:: Exercise requirements ::
(1) Translate this sentence from the essay on money as culture into Spanish: "Those sticks acted like IOUs and were often traded around far past the original parties to the contract."
(2) Resume the essay on money as culture after its final sentence and carry it forward.

:: Page extract ::
I got into crypto in 2017 when I came across the phrase "money is a technology". That idea fascinated me. But fast forward several years later, and it's obvious that money might be a technology in the sense that it's a tool, but more importantly, money is a culture.

People have made crazy stories up about "the origin of money" for a long time; Adam Smith makes up a zany story about people agreeing to use chunks of metal to make change for bartering because it's too hard to keep chickens in your wallet when you need to break a sheep[1]...

The notion that people gravitate to metal vs "fractional sheep" is without historical evidence. People in fact, a long time ago, did trade things like IOUs or pieces of broken reeds or sticks[2]. Those sticks acted like IOUs and were often traded around far past the original parties to the contract.

Money is a contract between you, your peer/counterparty, and whatever organization you "trust" to mediate if someone really isn't happy with the outcome of a situation.

Money is, indeed, culture.

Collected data

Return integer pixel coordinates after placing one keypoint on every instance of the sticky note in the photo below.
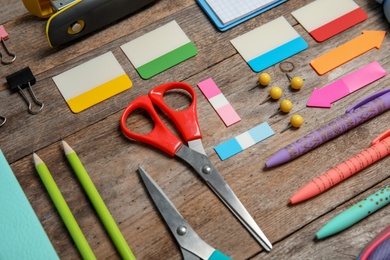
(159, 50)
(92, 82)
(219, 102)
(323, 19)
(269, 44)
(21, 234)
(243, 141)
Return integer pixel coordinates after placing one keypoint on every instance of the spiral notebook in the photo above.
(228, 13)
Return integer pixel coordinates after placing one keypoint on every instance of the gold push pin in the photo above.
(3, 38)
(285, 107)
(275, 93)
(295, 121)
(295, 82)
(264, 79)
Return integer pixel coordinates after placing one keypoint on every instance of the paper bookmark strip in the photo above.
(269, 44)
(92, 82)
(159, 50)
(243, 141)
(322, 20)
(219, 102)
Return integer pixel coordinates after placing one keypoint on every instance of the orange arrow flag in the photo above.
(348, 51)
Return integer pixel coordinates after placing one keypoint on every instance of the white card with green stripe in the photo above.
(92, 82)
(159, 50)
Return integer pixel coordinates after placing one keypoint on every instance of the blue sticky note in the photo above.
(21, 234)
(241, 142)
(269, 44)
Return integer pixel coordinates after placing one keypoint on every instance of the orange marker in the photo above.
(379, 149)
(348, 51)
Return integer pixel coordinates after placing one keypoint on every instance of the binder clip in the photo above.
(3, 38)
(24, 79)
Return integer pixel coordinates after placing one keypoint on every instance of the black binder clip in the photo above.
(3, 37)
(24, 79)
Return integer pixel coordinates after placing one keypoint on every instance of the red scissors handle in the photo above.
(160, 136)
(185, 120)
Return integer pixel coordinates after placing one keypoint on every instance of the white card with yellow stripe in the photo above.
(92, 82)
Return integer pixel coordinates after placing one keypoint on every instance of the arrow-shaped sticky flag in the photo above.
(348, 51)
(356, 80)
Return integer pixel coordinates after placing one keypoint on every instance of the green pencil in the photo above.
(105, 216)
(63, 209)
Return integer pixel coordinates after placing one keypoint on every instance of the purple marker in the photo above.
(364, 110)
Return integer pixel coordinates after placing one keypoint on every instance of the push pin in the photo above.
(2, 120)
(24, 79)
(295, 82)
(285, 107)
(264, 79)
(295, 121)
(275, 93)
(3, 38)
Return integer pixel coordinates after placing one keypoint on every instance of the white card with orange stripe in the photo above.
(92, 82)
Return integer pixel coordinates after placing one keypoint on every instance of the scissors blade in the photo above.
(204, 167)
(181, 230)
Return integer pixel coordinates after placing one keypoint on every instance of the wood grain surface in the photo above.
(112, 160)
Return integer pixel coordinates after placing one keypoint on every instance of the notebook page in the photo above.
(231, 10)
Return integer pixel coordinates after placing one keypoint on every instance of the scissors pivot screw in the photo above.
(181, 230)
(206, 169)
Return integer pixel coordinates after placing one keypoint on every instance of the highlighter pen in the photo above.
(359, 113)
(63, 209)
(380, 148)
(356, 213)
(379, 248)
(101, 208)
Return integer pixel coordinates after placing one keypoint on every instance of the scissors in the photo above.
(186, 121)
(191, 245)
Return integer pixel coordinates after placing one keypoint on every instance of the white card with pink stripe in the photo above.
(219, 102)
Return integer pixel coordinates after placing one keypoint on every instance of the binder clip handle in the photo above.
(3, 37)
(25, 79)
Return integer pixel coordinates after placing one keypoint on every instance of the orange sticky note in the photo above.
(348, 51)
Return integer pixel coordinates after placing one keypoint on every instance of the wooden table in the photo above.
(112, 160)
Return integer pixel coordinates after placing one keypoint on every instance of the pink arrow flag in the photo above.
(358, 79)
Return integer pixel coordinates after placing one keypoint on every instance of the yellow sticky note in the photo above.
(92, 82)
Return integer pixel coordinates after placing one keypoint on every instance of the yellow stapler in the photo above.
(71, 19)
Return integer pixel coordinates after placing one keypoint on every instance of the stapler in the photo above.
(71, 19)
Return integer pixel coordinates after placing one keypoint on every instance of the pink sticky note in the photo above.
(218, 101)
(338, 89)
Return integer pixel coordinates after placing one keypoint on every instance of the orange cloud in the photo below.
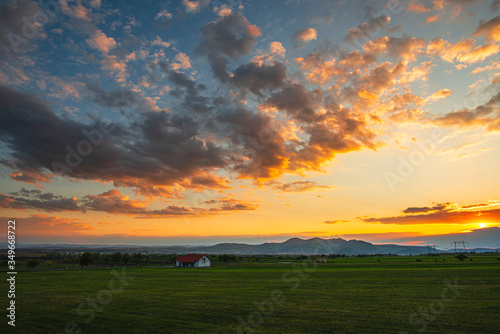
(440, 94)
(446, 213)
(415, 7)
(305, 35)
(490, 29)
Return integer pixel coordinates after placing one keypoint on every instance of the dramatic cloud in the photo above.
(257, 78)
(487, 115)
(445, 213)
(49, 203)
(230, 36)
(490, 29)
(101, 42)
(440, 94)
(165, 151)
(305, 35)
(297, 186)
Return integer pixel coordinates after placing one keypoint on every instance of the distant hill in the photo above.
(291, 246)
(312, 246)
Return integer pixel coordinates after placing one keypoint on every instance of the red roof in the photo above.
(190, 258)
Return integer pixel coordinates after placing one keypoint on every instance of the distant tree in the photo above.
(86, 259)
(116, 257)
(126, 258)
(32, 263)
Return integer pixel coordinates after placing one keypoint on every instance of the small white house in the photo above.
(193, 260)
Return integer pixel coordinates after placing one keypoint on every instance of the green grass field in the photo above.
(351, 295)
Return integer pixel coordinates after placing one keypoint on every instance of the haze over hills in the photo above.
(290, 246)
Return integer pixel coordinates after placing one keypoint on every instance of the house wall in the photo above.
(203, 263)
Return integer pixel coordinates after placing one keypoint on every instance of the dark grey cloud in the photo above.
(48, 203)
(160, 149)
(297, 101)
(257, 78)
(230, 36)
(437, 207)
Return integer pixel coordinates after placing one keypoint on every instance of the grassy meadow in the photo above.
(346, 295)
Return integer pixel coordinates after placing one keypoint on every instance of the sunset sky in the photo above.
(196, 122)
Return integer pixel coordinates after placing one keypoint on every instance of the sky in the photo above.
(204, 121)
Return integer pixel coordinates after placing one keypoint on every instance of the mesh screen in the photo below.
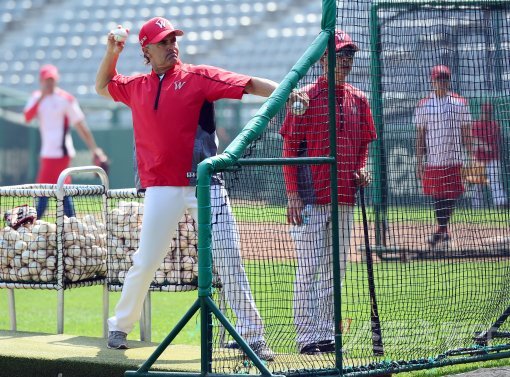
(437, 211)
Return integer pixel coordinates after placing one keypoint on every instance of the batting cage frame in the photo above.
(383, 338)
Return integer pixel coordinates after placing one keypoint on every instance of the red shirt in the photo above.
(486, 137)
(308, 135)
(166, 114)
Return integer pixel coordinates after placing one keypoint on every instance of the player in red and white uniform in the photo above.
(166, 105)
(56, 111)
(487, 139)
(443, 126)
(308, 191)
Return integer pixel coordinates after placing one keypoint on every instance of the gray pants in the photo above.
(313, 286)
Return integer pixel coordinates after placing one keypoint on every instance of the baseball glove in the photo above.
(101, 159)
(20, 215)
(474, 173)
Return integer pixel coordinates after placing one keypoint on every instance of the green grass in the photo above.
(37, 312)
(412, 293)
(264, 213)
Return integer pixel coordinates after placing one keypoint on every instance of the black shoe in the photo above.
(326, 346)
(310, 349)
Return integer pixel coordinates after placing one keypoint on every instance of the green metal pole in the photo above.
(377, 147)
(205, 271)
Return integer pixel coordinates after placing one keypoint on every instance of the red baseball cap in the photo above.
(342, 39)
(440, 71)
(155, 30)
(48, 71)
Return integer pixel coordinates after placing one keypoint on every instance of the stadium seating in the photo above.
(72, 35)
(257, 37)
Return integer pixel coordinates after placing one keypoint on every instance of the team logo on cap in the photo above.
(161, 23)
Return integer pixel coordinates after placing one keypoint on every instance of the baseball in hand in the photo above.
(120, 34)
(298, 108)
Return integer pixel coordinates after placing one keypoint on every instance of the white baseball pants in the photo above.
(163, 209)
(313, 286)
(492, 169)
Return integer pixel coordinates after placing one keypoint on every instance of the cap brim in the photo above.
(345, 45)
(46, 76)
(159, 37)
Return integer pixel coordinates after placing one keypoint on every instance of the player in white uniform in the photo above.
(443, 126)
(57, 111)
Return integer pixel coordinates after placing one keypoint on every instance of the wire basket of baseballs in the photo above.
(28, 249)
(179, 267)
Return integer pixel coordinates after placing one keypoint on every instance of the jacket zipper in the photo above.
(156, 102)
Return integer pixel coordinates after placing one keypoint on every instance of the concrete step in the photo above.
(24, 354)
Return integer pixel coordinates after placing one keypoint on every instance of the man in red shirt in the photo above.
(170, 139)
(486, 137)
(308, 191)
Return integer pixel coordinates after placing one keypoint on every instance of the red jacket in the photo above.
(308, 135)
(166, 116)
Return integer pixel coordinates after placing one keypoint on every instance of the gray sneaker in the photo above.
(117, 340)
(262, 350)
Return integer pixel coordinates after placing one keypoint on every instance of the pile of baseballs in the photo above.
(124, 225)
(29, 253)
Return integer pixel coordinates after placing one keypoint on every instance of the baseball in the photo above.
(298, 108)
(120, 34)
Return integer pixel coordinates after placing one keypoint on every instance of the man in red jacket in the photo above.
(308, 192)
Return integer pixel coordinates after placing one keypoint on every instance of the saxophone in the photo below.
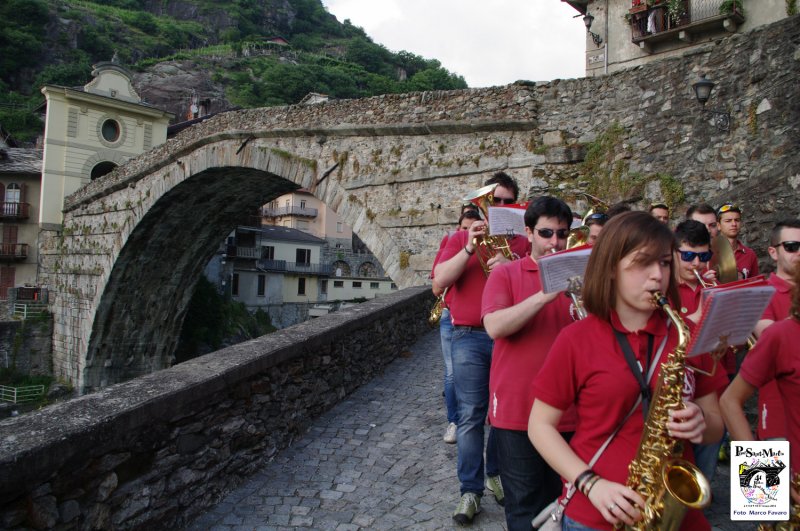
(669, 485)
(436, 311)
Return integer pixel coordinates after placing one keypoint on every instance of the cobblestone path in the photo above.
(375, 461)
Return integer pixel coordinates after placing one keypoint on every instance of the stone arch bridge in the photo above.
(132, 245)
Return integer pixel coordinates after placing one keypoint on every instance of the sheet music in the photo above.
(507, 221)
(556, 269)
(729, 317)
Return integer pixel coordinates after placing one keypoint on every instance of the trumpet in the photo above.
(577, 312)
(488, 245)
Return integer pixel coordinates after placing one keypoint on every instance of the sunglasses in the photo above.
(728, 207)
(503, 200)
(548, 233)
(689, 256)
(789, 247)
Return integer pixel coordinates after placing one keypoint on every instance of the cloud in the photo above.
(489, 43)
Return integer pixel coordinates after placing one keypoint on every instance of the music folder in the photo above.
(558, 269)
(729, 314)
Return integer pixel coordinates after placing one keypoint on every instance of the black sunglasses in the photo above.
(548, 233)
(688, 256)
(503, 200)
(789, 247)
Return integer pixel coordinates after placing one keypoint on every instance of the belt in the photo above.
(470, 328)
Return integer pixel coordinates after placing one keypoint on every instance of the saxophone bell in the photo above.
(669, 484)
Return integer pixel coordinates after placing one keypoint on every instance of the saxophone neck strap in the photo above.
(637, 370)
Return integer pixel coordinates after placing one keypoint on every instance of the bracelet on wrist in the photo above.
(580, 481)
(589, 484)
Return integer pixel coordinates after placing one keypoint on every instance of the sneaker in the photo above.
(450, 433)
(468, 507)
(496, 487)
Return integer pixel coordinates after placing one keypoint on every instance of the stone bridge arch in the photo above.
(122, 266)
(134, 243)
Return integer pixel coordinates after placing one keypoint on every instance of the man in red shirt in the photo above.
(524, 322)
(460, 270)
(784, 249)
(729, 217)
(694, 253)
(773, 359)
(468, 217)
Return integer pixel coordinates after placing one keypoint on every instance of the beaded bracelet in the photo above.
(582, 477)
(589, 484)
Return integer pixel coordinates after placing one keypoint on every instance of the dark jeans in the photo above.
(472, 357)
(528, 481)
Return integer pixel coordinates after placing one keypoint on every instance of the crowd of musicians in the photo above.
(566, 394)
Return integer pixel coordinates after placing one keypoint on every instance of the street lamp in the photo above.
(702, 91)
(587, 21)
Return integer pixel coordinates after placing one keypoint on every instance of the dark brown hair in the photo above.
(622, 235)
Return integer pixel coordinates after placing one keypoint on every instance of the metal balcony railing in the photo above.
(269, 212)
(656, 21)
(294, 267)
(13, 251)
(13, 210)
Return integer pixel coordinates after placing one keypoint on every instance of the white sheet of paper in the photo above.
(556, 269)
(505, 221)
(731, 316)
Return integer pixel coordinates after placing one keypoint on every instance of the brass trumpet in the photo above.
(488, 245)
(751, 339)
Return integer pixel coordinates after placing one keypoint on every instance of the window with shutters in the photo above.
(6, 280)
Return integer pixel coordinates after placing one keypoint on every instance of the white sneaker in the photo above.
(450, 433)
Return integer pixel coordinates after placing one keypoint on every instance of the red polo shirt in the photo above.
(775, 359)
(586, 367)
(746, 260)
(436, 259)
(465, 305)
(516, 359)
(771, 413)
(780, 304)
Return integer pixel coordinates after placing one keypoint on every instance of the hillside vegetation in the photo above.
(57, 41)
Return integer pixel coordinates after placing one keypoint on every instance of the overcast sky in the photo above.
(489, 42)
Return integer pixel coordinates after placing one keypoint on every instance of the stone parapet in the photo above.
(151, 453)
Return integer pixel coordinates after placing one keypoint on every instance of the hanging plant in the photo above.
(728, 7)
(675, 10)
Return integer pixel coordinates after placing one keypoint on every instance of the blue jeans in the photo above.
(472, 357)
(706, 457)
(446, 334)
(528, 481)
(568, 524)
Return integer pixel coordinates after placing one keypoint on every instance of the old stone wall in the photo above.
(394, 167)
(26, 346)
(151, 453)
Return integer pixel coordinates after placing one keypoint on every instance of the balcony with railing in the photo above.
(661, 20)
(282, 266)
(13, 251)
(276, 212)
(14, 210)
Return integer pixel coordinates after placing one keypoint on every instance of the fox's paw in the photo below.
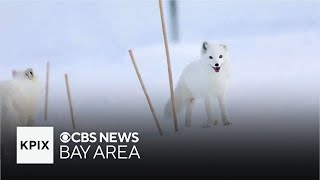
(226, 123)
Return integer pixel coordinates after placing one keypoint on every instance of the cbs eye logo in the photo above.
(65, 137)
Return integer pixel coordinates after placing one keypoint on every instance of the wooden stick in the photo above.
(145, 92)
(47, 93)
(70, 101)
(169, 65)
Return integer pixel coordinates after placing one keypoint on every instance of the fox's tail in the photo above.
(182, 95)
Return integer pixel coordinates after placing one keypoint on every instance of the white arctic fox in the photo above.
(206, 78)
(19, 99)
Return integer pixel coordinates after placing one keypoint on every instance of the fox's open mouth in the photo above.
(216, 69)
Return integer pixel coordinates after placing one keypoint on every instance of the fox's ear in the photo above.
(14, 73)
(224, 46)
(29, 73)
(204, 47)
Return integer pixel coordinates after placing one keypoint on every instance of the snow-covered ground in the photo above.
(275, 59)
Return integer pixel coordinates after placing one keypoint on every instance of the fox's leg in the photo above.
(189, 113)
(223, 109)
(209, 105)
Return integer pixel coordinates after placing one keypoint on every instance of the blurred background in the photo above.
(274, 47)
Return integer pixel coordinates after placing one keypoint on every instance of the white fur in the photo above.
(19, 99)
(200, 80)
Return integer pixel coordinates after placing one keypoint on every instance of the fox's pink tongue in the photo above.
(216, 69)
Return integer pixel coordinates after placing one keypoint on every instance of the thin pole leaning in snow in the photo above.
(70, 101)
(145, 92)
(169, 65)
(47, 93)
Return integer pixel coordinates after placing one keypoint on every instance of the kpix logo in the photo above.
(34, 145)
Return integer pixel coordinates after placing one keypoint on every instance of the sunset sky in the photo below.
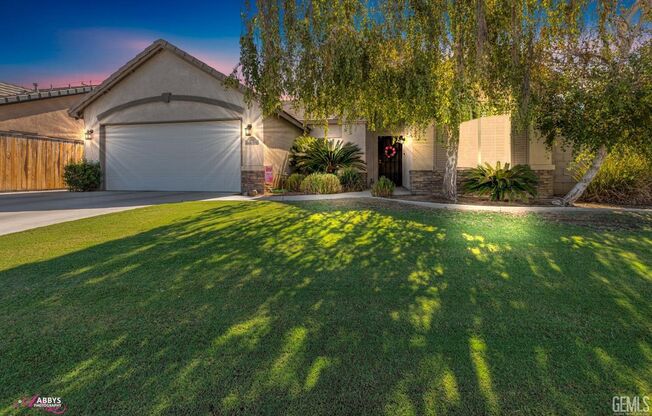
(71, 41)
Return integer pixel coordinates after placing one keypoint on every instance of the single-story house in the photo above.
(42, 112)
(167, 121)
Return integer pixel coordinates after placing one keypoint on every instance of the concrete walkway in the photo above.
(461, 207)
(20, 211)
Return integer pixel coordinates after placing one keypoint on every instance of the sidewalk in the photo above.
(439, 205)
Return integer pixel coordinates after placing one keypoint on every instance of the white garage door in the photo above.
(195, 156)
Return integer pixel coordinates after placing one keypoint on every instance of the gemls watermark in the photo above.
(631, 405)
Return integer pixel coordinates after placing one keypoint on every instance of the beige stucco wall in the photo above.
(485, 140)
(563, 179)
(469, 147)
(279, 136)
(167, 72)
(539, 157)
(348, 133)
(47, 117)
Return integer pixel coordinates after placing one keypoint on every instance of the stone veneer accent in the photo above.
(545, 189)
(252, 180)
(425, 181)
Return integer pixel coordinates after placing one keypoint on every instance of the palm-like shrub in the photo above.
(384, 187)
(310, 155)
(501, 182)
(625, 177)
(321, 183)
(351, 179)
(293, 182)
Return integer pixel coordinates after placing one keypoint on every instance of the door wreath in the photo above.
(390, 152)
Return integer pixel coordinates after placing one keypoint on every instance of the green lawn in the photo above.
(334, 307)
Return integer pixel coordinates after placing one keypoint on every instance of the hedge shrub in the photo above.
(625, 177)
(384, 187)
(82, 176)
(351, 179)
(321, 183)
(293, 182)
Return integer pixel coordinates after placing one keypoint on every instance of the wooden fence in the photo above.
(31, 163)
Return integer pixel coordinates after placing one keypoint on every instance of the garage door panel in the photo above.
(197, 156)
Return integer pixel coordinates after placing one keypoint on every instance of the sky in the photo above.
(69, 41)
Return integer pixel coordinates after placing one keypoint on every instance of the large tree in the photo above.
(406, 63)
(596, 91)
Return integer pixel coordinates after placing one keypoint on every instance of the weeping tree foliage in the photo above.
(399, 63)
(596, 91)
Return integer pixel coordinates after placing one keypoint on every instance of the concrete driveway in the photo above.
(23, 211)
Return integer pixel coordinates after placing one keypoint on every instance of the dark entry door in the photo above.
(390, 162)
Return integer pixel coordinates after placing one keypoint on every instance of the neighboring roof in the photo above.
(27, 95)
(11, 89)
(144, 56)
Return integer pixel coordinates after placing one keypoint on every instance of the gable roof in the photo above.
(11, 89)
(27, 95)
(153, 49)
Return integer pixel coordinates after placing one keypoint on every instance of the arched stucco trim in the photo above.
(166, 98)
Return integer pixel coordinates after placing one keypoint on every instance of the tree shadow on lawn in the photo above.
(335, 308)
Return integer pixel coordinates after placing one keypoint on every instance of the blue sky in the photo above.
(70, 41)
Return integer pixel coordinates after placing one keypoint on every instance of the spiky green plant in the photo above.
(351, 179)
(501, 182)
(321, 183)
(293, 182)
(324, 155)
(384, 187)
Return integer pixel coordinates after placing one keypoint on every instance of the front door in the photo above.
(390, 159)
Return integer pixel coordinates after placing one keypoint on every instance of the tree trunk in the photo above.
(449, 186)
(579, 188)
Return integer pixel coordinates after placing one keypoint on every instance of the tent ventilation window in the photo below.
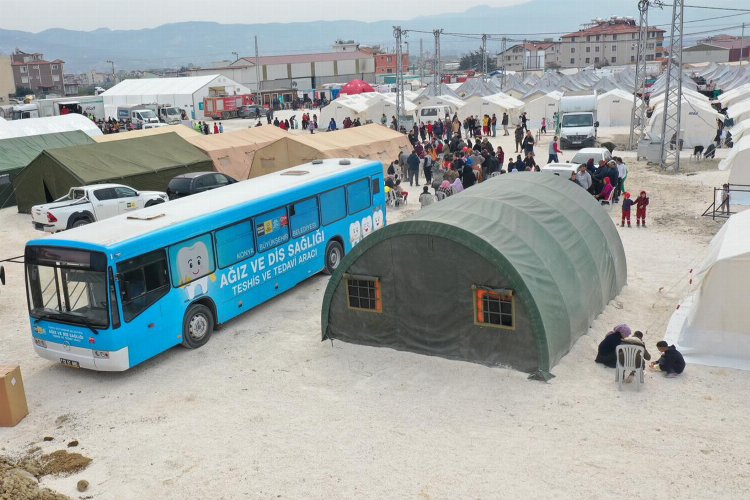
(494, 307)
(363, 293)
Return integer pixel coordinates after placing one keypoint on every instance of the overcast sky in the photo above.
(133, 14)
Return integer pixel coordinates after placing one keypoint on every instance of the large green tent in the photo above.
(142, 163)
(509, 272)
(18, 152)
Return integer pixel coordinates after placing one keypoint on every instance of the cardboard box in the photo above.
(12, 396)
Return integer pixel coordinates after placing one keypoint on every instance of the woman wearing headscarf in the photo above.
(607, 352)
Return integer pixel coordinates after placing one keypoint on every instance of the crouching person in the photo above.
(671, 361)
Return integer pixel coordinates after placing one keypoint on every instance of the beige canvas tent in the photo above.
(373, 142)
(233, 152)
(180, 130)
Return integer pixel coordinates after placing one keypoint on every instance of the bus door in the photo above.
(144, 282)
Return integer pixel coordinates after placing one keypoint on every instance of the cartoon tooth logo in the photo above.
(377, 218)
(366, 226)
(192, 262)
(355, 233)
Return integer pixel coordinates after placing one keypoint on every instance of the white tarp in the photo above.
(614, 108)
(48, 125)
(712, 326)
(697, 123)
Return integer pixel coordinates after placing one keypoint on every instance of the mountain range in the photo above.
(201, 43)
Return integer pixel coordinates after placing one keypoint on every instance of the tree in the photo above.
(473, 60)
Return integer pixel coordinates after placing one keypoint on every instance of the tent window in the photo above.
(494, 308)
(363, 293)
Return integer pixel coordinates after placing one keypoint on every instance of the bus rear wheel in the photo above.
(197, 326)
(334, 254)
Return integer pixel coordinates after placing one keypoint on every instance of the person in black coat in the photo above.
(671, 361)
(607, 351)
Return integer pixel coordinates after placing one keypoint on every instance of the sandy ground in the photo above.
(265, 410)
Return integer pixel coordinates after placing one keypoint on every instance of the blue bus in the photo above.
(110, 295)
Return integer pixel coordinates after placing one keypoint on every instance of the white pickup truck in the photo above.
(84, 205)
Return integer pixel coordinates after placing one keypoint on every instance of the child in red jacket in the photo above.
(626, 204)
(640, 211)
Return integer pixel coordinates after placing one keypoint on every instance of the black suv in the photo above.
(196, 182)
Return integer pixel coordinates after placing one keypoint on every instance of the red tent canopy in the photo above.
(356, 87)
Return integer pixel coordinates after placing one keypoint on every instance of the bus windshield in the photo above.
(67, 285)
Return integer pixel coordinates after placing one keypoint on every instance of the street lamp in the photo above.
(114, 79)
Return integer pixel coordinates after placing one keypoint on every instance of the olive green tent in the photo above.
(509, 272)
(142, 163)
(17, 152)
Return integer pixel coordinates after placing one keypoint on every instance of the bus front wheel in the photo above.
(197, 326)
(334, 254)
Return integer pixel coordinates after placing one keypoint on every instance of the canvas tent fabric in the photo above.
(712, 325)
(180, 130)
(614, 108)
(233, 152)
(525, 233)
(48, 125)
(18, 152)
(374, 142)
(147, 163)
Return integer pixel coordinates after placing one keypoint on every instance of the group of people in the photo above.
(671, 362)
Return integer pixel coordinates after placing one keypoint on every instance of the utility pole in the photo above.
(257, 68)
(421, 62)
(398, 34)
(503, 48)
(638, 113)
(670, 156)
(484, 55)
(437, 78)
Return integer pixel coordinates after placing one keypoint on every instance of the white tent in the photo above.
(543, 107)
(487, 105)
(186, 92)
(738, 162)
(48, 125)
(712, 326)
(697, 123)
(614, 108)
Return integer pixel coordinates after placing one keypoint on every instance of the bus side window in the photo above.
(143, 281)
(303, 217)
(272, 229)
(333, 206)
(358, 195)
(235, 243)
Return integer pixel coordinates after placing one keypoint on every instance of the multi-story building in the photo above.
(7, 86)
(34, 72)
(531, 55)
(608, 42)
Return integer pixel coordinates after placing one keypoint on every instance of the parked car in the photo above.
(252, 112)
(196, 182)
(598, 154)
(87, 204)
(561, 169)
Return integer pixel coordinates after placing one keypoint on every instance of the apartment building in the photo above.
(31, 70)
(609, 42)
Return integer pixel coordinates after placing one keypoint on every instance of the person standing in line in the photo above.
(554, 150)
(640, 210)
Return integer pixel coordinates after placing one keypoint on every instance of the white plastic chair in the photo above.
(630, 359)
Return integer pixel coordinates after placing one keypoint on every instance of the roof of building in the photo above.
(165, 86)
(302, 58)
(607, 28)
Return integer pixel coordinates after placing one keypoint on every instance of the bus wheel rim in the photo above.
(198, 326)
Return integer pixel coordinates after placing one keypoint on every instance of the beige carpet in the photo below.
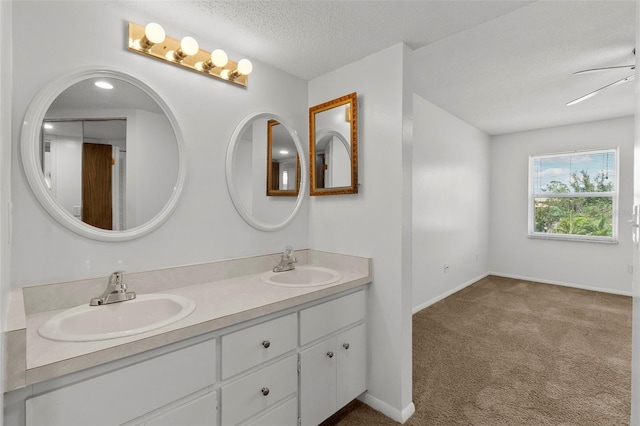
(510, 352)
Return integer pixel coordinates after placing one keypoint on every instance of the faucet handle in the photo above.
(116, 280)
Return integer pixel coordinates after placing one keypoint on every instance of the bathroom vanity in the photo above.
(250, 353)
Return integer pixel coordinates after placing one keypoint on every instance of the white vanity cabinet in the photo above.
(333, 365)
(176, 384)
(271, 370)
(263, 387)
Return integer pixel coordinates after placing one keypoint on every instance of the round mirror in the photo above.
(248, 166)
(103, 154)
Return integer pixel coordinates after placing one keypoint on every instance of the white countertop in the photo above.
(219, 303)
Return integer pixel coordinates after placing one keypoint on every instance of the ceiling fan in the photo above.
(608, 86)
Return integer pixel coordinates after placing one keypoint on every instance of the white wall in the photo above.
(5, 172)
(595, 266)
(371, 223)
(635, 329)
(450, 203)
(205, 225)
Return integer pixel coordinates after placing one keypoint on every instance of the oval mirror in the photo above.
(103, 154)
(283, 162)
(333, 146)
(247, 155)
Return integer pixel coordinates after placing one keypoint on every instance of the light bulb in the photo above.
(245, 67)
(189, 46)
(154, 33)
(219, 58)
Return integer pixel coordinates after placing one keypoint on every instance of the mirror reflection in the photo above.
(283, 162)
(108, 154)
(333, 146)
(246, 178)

:: Your responses ::
(1) Esos palos funcionaban como pagarés y a menudo se intercambiaban mucho más allá de las partes originales del contrato.

(2)
[1] https://www.adamsmithworks.org/documents/chapter-iv-of-the-o... [2] https://en.wikipedia.org/wiki/Tally_stick

Or if you read Sapiens you'll know money is a story we tell each other. You can't literally do much with a coin or bank note or numbers on a screen but as long as we all believe it has value, it does. It becomes part of the culture, as you say.

Crypto also has to tell a story about why it's valuable. There was a lot of anti government rhetoric and fear mongering (from libertarians) but the public never really believed the story was true. It was a lot of FOMO.

NFTs failed completely to sell their story but crypto is still hanging on among its supporters. AI is telling a similar story about the value of tokens which is being well received

Fiat currency isn't just a matter of belief or stories. If you interact with the US financial system in any significant way then you're likely to end up owing some income taxes, and those can only be paid in US dollars. If you don't pay then eventually law enforcement officers will seize your assets (real estate, cattle, gold, cryptocurrency, whatever) by force and auction them off to settle your tax debt. And if you try to stop them then they'll shoot you. Overall this is a good and stable system. The cryptocurrency clowns never seem to address the sovereign taxation issue.

While that is true, the overarching point is that it fundamentally still is, just a story. You're just describing real world consequences, precisely because humans/societies believe in that story and enforce it.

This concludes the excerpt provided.